◆ Task description
Omit the images, then output each of the records below exactly.

Items listed in a dataset
·····

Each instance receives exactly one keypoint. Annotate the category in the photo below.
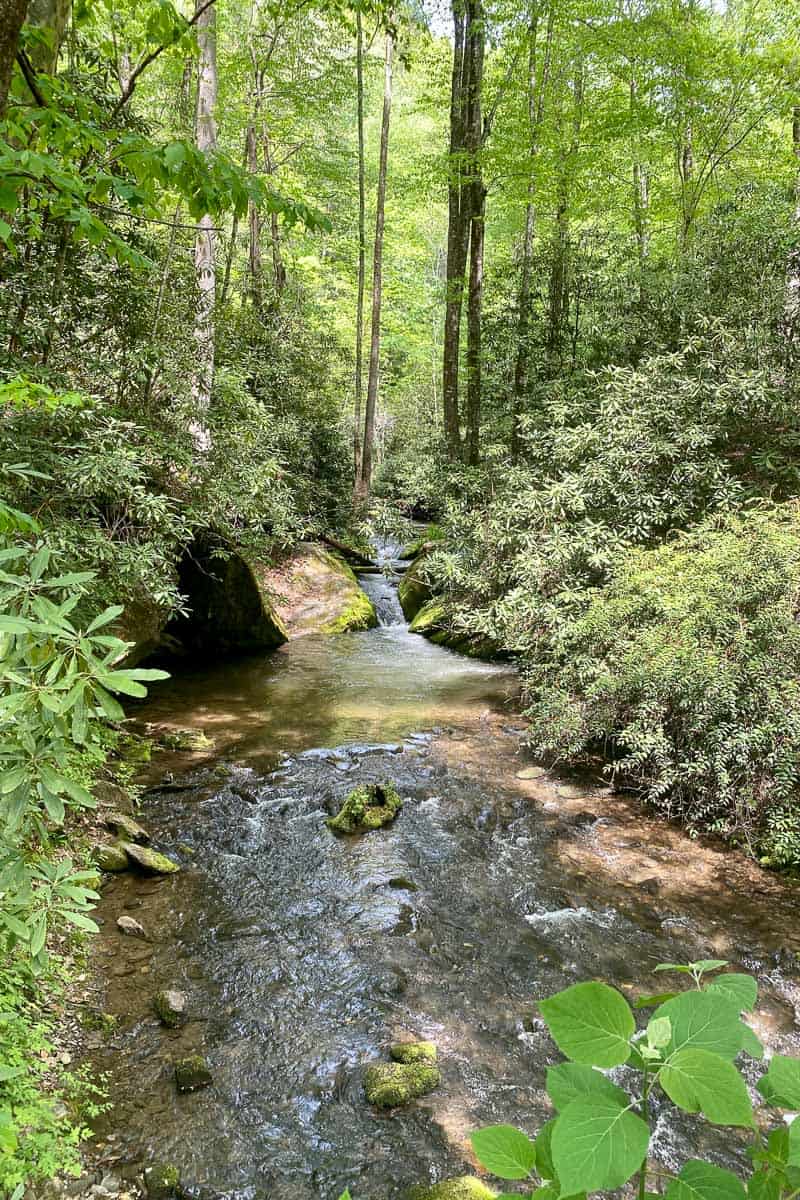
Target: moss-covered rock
(149, 861)
(463, 1187)
(367, 808)
(390, 1084)
(126, 827)
(413, 1051)
(192, 1073)
(110, 857)
(316, 592)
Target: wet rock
(390, 1084)
(131, 927)
(185, 739)
(172, 1007)
(463, 1187)
(161, 1180)
(413, 1051)
(149, 861)
(367, 808)
(126, 827)
(110, 857)
(192, 1073)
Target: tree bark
(12, 16)
(205, 241)
(362, 256)
(377, 276)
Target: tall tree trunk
(12, 16)
(205, 241)
(535, 114)
(362, 256)
(377, 276)
(791, 323)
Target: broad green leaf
(573, 1081)
(702, 1081)
(504, 1151)
(703, 1181)
(781, 1084)
(740, 989)
(597, 1145)
(704, 1021)
(590, 1023)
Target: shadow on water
(305, 954)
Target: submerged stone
(367, 808)
(110, 857)
(463, 1187)
(413, 1051)
(149, 861)
(161, 1180)
(390, 1084)
(192, 1073)
(172, 1007)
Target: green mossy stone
(149, 861)
(110, 857)
(192, 1073)
(161, 1180)
(367, 808)
(463, 1187)
(413, 1051)
(390, 1084)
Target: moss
(367, 808)
(390, 1084)
(463, 1187)
(413, 1051)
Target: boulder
(413, 1051)
(172, 1007)
(316, 592)
(192, 1073)
(126, 827)
(110, 857)
(390, 1084)
(149, 861)
(366, 808)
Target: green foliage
(600, 1138)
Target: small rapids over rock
(304, 955)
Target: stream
(305, 954)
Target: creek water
(305, 954)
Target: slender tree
(377, 274)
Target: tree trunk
(205, 241)
(791, 323)
(362, 256)
(12, 16)
(377, 277)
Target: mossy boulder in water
(413, 1051)
(463, 1187)
(367, 808)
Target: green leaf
(590, 1023)
(702, 1081)
(704, 1021)
(781, 1084)
(573, 1081)
(703, 1181)
(597, 1145)
(504, 1151)
(740, 989)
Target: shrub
(686, 666)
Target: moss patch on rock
(463, 1187)
(413, 1051)
(390, 1084)
(367, 808)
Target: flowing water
(305, 954)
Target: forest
(400, 528)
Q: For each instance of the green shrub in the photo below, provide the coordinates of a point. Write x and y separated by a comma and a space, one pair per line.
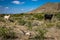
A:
39, 16
57, 15
6, 33
58, 25
22, 22
41, 32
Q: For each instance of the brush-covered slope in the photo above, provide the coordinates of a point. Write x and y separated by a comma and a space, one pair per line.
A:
48, 7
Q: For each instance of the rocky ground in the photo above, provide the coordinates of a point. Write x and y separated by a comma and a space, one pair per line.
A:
30, 27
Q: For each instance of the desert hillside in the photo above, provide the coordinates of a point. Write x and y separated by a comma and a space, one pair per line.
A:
48, 7
29, 27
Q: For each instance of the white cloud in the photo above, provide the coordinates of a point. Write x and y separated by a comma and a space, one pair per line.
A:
34, 0
17, 2
6, 7
0, 6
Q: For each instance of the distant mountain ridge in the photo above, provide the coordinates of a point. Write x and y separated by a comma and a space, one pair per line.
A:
48, 7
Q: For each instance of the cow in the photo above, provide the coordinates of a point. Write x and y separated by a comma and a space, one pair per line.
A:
48, 16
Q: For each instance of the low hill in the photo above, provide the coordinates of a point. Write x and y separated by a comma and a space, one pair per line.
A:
48, 7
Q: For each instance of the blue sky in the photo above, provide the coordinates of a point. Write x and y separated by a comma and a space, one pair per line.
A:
20, 6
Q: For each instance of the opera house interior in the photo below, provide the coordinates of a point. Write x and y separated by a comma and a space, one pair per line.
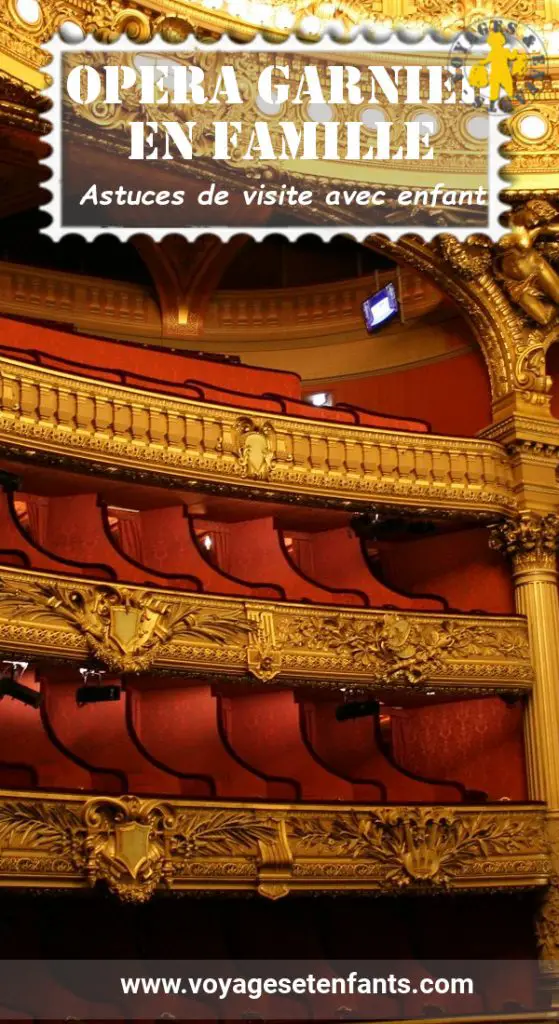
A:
278, 597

·····

◆ Answer section
Each instance receives exactly one keypoint. Annotate the category in the photo below.
Target: moss-covered rock
(149, 861)
(463, 1187)
(367, 808)
(390, 1084)
(126, 827)
(413, 1051)
(192, 1073)
(110, 857)
(316, 592)
Target: wet rock
(390, 1084)
(131, 927)
(185, 739)
(172, 1007)
(463, 1187)
(161, 1180)
(413, 1051)
(149, 861)
(367, 808)
(126, 827)
(110, 857)
(192, 1073)
Target: tree bark
(12, 16)
(205, 241)
(362, 256)
(377, 276)
Target: tall tree trunk
(12, 16)
(205, 241)
(535, 114)
(362, 256)
(377, 276)
(791, 323)
Target: broad green leaf
(573, 1081)
(702, 1081)
(504, 1151)
(703, 1181)
(781, 1084)
(740, 989)
(597, 1145)
(704, 1021)
(590, 1023)
Target: shadow on water
(305, 954)
Target: submerged stone
(367, 808)
(110, 857)
(463, 1187)
(413, 1051)
(149, 861)
(161, 1180)
(390, 1084)
(192, 1073)
(172, 1007)
Target: green mossy stone
(149, 861)
(110, 857)
(192, 1073)
(161, 1180)
(367, 808)
(463, 1187)
(413, 1051)
(390, 1084)
Target: moss
(367, 808)
(390, 1084)
(463, 1187)
(413, 1051)
Target: boulder
(413, 1051)
(172, 1007)
(316, 592)
(192, 1073)
(126, 827)
(110, 857)
(390, 1084)
(149, 861)
(366, 808)
Target: green foliage
(600, 1138)
Target: small rapids over rock
(304, 955)
Target: stream
(305, 954)
Target: creek water
(305, 954)
Target: slender tree
(377, 274)
Target: tree trunk
(205, 241)
(791, 323)
(362, 256)
(12, 16)
(377, 277)
Target: mossy boulder in water
(413, 1051)
(463, 1187)
(367, 808)
Target: green leaf
(590, 1023)
(702, 1081)
(704, 1021)
(781, 1084)
(573, 1081)
(703, 1181)
(597, 1145)
(504, 1151)
(740, 989)
Target: shrub
(686, 666)
Target: moss patch on rock
(463, 1187)
(413, 1051)
(390, 1084)
(367, 808)
Target: flowing water
(305, 954)
Target: forest
(400, 528)
Q: For each instance of the green shrub in the photo below, provide the coordinates of a point. Write x and y separated by a comma and a space, one pair per line.
A:
39, 16
57, 15
6, 33
58, 25
22, 22
41, 32
Q: For each instance of the brush-covered slope in the photo above, provide the coordinates of a point. Write x and y separated by a comma and a space, one pair per line.
A:
48, 7
Q: For each instance of the rocky ground in the photo above, provide the coordinates of a point. Write x and y separated by a comma and a space, one pair per line.
A:
30, 27
Q: For each instance of the desert hillside in the photo above, provide the coordinates of a point. Write x and y separated by a comma and a space, one pair per line.
A:
48, 7
29, 27
Q: For each instance of the white cloud in the photo above, provide the coordinates of a point. Write x and y separated by a comma and a space, one pair per line.
A:
34, 0
17, 2
6, 7
0, 6
Q: For each instance of the distant mountain ridge in the photo above, provide the coordinates of a point. Write x and y separated by a comma and a space, one pair per line.
A:
48, 7
Q: For each instance of the cow in the photo above, provide the coordinates of a point. Write x and y separated by a comma and a space, one pair per line.
A:
48, 16
Q: For each instance of the low hill in the photo above, provide the coordinates of a point. Write x and y separated by a comma and a space, one pair per line.
A:
48, 7
Q: For each instance of the blue sky in the photo above, provide the coordinates of a point. Write x and y separated by a comma and a space, one pair per line.
A:
20, 6
Q: For each instance of the opera house interior in the photo below, provide the coordinates of a point. Write x and y separated by a comma and a space, one pair per line.
A:
278, 597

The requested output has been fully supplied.